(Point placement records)
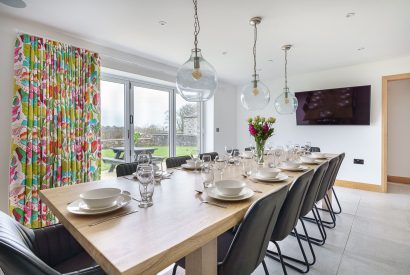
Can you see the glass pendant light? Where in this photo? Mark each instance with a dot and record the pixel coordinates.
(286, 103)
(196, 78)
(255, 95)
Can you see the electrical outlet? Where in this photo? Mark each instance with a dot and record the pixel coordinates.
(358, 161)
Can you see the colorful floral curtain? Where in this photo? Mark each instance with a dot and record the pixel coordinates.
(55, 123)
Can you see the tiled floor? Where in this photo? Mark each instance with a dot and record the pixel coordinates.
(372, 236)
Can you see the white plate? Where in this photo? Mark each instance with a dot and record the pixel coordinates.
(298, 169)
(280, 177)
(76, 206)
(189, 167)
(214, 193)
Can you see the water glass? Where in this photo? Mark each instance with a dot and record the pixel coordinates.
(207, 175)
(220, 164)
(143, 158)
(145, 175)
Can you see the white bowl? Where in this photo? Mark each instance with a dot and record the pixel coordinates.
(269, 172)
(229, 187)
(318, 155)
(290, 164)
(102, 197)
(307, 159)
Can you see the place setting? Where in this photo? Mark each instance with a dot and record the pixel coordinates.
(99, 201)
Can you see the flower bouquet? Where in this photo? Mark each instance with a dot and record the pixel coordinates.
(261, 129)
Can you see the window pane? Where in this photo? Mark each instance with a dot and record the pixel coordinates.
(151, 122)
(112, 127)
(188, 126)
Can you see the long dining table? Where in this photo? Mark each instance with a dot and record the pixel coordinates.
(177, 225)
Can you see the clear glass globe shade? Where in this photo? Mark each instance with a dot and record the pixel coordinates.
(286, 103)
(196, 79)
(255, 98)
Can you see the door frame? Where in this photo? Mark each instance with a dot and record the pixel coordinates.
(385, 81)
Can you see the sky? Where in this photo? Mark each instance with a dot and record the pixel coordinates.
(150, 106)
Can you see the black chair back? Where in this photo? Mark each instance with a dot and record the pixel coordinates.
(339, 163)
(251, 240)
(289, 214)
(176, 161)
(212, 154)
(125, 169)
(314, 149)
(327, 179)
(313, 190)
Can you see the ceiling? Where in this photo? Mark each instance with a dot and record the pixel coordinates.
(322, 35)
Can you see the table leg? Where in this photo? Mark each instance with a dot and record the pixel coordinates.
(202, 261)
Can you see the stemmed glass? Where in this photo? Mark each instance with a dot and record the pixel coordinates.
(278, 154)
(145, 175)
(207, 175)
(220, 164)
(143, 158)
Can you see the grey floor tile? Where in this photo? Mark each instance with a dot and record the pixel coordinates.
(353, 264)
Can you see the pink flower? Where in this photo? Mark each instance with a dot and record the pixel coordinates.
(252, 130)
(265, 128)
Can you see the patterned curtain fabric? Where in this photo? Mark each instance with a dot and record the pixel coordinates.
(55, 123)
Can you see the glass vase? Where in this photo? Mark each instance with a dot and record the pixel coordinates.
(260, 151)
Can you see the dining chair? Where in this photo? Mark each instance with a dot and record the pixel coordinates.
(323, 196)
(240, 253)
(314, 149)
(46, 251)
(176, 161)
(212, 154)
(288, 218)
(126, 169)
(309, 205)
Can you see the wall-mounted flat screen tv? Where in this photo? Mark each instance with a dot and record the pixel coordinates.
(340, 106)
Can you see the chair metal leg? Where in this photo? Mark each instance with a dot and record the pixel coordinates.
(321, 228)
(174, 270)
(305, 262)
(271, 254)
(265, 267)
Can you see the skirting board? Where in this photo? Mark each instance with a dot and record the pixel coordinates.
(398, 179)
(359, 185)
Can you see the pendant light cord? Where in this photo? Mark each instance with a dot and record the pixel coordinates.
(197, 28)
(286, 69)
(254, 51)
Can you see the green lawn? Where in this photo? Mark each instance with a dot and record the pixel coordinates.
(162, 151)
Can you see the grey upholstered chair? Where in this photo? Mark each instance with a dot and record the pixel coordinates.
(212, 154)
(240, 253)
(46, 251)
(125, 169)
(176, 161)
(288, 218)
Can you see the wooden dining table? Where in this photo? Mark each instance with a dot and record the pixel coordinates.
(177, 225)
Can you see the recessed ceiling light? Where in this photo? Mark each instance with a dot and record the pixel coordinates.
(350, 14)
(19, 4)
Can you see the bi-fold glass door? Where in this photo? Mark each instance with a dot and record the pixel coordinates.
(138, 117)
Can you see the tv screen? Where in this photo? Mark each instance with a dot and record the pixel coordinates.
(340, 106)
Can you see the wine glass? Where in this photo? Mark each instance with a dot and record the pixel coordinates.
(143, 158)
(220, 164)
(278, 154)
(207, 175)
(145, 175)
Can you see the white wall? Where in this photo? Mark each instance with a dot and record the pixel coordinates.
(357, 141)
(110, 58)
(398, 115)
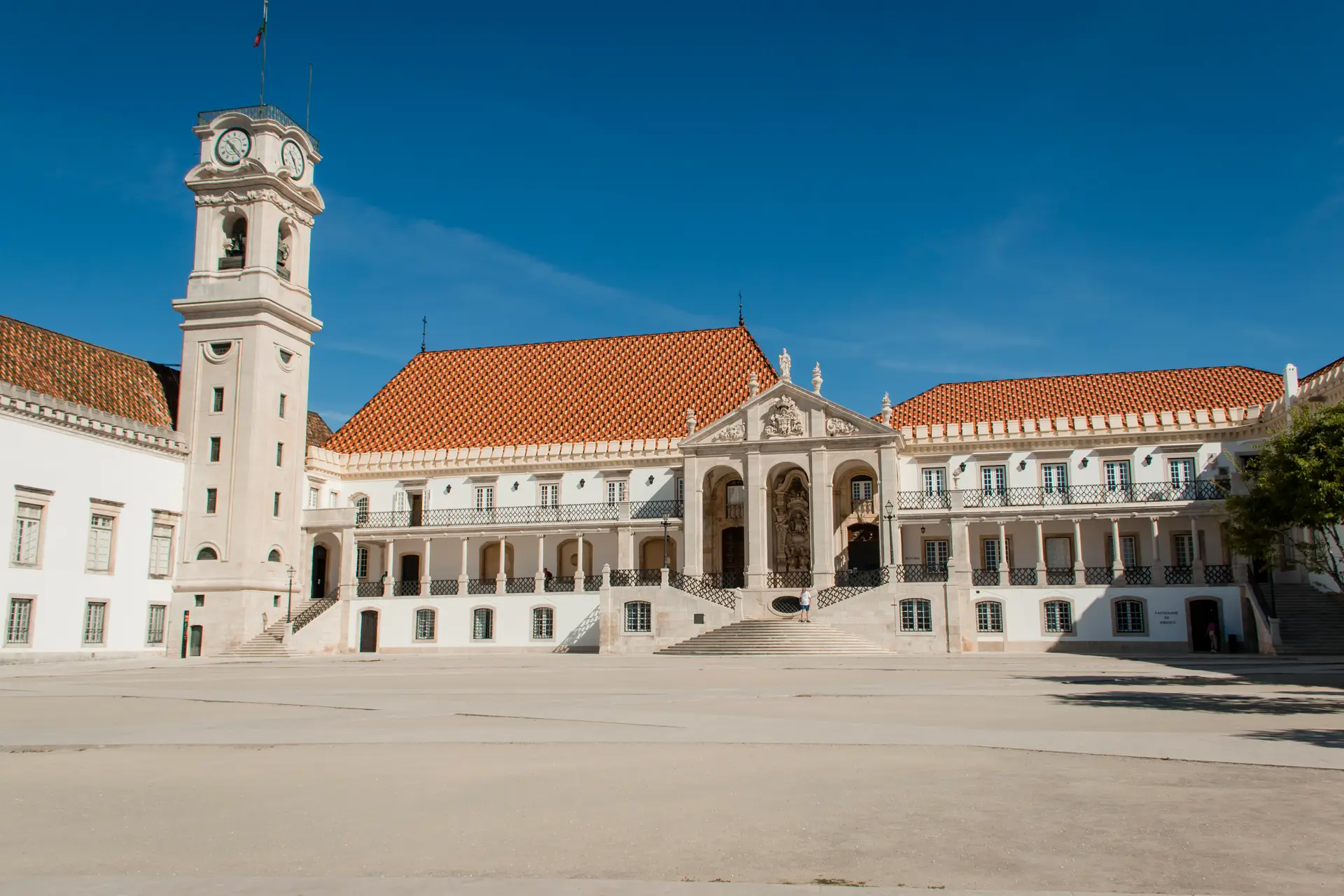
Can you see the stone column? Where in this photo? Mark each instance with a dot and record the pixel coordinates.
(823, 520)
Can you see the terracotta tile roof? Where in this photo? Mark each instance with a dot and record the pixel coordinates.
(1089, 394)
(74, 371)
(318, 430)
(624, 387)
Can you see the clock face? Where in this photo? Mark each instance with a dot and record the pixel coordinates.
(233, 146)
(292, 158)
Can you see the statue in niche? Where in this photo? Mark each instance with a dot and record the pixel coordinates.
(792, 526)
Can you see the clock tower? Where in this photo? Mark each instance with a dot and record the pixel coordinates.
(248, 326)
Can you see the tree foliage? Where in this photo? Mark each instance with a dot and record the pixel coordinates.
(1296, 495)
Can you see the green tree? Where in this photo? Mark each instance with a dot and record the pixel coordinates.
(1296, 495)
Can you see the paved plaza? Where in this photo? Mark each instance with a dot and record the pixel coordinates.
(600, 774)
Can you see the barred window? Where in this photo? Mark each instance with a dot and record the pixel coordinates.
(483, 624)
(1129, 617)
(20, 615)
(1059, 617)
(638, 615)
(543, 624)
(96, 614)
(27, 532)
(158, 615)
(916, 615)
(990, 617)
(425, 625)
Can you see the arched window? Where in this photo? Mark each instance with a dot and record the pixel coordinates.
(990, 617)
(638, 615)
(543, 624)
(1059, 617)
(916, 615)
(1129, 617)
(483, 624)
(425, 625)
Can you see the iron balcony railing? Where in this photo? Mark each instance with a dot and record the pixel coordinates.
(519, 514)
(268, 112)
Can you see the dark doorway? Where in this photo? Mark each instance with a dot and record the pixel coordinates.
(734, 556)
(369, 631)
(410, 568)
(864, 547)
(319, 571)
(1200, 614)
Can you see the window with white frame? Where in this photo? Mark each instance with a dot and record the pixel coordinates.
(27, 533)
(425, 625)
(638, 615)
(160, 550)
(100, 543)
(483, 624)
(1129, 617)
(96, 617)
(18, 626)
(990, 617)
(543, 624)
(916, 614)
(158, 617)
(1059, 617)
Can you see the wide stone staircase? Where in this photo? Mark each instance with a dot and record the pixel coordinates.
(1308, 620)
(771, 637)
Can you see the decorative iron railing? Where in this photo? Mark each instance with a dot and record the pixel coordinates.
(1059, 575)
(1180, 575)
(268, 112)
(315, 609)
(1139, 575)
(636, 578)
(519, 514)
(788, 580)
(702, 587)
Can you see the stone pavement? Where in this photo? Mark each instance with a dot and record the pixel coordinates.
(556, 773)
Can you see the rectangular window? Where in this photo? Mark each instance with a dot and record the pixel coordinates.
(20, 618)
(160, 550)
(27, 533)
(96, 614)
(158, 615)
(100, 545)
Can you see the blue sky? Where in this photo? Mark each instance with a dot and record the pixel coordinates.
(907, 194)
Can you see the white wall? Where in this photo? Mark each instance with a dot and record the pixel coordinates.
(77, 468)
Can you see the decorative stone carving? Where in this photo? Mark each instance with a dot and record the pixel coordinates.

* * *

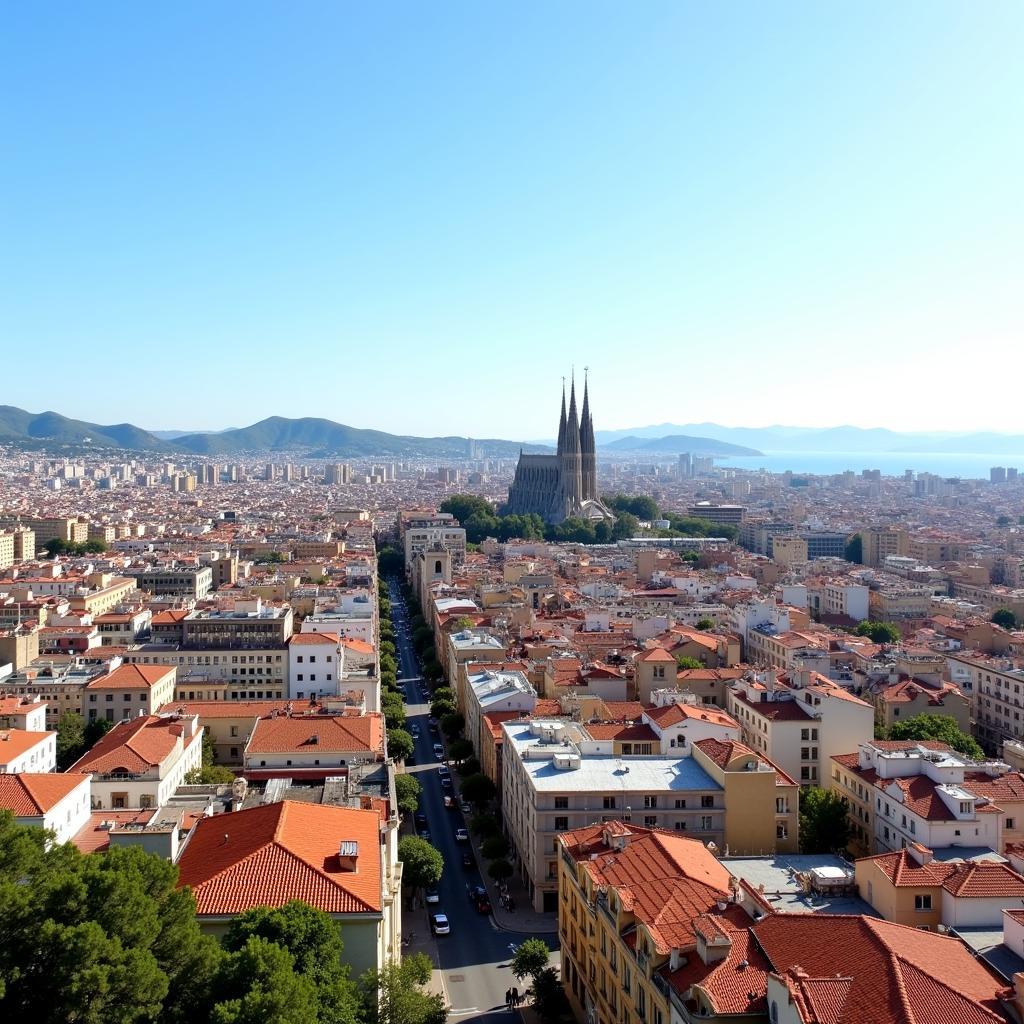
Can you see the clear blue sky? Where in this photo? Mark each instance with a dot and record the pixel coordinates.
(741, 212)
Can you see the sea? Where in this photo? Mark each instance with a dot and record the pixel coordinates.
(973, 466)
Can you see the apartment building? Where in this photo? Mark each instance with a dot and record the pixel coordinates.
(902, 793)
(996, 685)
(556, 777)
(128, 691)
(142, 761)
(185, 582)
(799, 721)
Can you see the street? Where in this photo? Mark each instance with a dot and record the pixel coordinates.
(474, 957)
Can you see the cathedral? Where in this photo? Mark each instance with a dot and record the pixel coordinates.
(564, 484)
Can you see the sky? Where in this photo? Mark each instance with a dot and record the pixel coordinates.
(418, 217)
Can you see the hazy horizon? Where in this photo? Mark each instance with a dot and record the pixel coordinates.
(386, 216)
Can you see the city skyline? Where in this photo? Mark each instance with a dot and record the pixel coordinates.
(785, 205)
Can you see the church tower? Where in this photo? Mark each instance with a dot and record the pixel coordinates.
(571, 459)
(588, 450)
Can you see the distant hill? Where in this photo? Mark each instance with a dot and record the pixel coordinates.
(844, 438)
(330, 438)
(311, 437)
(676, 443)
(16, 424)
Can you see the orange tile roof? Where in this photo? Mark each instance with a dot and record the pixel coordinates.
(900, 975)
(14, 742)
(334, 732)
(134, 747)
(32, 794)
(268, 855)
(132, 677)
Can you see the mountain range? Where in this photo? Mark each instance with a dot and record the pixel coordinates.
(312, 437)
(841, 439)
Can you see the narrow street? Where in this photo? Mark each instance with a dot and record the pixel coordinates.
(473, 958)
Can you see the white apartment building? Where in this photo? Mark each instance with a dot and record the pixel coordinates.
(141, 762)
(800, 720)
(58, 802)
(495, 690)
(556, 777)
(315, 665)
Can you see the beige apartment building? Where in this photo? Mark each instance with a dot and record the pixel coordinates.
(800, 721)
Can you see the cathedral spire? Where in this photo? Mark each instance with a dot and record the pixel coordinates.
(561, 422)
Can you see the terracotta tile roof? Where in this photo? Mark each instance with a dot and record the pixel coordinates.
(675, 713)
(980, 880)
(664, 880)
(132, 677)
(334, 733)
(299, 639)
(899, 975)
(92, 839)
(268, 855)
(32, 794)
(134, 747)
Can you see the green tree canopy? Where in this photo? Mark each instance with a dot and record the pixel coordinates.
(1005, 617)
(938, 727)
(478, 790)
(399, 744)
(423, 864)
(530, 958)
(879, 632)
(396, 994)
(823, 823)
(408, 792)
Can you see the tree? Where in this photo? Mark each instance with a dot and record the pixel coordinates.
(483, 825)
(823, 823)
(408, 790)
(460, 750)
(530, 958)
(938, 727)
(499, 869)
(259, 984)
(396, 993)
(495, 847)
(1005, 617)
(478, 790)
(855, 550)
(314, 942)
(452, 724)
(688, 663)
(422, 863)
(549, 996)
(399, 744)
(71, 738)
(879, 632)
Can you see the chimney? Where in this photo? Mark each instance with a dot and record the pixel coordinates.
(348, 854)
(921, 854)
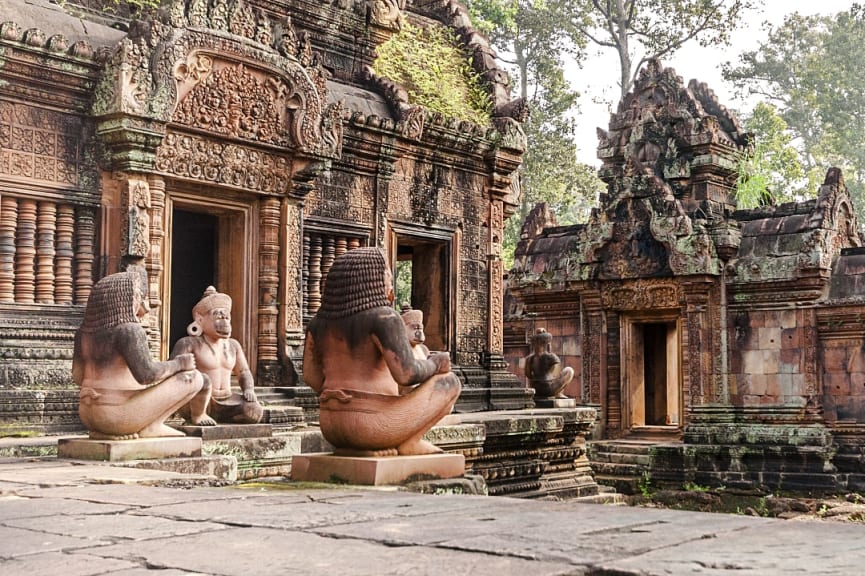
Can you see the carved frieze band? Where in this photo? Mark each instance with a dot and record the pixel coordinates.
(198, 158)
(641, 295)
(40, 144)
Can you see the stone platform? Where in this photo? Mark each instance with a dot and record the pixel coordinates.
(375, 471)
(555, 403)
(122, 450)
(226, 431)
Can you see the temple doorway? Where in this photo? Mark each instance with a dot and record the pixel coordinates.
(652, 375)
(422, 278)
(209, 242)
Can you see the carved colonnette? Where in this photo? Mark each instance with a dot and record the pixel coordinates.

The task: Count the lines in the rows above that contain the word "window". Give only the number.

Correct response: 5